Stored records:
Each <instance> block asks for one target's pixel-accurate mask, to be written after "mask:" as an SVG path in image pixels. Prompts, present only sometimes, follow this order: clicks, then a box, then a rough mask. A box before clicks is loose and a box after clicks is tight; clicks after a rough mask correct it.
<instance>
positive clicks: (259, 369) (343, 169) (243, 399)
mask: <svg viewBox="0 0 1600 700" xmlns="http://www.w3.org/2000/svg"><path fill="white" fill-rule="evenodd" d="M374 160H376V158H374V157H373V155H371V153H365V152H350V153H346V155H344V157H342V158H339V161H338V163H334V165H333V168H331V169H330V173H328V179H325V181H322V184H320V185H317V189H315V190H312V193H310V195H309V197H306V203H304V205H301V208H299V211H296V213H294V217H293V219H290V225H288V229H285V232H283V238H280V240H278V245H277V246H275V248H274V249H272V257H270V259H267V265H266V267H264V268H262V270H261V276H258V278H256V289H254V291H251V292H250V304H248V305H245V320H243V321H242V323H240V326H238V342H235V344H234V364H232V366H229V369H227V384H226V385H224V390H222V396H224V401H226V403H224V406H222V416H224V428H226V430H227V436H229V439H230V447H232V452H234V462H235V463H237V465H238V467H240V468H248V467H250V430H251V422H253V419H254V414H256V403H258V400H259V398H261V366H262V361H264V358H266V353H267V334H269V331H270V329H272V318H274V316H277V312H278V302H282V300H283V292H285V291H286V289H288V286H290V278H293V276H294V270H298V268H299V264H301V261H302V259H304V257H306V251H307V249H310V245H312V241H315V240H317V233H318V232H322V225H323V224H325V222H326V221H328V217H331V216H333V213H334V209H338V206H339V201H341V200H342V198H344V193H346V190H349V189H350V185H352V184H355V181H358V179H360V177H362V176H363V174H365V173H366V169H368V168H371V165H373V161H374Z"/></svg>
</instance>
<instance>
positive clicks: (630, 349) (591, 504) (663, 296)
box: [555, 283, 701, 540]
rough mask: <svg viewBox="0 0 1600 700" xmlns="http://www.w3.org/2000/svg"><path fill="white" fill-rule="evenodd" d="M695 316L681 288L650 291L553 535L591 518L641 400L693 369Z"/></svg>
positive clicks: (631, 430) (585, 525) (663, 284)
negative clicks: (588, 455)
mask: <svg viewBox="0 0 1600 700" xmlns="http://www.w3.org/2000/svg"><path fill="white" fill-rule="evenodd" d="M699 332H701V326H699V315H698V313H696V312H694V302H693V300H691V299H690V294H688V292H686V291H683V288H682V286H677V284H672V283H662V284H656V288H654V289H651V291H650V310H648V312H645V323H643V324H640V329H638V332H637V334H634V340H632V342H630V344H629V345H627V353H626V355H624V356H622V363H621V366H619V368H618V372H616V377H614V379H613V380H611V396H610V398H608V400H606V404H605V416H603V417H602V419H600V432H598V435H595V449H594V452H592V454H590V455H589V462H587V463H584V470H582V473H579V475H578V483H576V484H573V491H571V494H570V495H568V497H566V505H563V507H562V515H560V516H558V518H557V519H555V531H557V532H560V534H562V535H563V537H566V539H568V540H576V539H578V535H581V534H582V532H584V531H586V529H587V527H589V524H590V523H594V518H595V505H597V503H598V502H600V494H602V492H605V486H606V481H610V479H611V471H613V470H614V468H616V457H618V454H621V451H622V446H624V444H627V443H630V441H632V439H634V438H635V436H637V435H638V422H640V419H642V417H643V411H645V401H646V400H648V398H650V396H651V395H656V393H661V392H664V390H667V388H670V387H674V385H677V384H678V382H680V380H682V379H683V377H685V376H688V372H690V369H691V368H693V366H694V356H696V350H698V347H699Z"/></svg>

TASK DIRECTIONS ▸ Whenever a line of the entries contains the string "instance", copy that line.

RESULT ▸
Each <instance> block asks for one target's pixel-accurate mask, to be written after "mask:" as an SVG path in image pixels. Prompts, present only sometimes, follow this order: clicks, then a box, then a rough mask. A box before clicks is loose and a box after clicks is tight; clicks after a rough mask correct it.
<instance>
</instance>
<instance>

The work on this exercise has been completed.